Extracted text |
GROUP BY, are you sure you know it?

New MySQL version, YAY!

MySQL 5.7 is full of new features, like virtual columns, virtual indexes and JSON fields! But, it came with some changes to the default configuration. When running:

SELECT @@GLOBAL.sql_mode;

We get:

ONLY_FULL_GROUP_BY,STRICT_TRANS_TABLES,NO_ZERO_IN_DATE,NO_ZERO_DATE,ERROR_FOR_DIVISION_BY_ZERO,NO_AUTO_CREATE_USER,NO_ENGINE_SUBSTITUTION

What I want to talk about is the ONLY_FULL_GROUP_BY mode. This mode rejects queries where nonaggregated columns are expected, but aren’t on the GROUP BY or HAVING clause. Before MySQL 5.7.5, ONLY_FULL_GROUP_BY was disabled by default, now it is enabled.

You know the drill…

This is a simple statement, people use it everywhere, it shouldn’t be that hard to use, right?

Excerpts of labeled region data
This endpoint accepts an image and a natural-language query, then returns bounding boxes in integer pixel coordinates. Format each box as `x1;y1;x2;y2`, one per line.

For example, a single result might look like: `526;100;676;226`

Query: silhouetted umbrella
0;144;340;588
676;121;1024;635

What this exercise asks |
**1)** According to the article on MySQL's GROUP BY, which queries does the ONLY_FULL_GROUP_BY mode reject?
**2)** Continue the article on MySQL's GROUP BY from its final sentence.
These rows were taken from a separate source and are unrelated to the article.

Answers given |
**1)** It rejects queries where nonaggregated columns are expected but are not on the GROUP BY or HAVING clause.

**2)**
Given the following schema:

Suppose I want to list all users that commented on post_id = 1, MySQL 5.6:

SELECT *
FROM comments c
INNER JOIN users u ON c.user_id = u.id
WHERE c.post_id = 1
GROUP BY c.user_id;

And this is the result:

Same query running on 5.7.11 gives the following results:

[42000][1055] Expression #1 of SELECT list is not in GROUP BY clause and contains nonaggregated column 'blog.c.id' which is not functionally dependent on columns in GROUP BY clause; this is incompatible with sql_mode=only_full_group_by

What does it mean?

What MySQL is complaining about here is this: you grouped rows by c.user_id, but the problem is there are more than one result to be retrieved for the c.id column. Since you didn’t use any aggregators, as min(c.id) for instance, it doesn’t know which result to bring.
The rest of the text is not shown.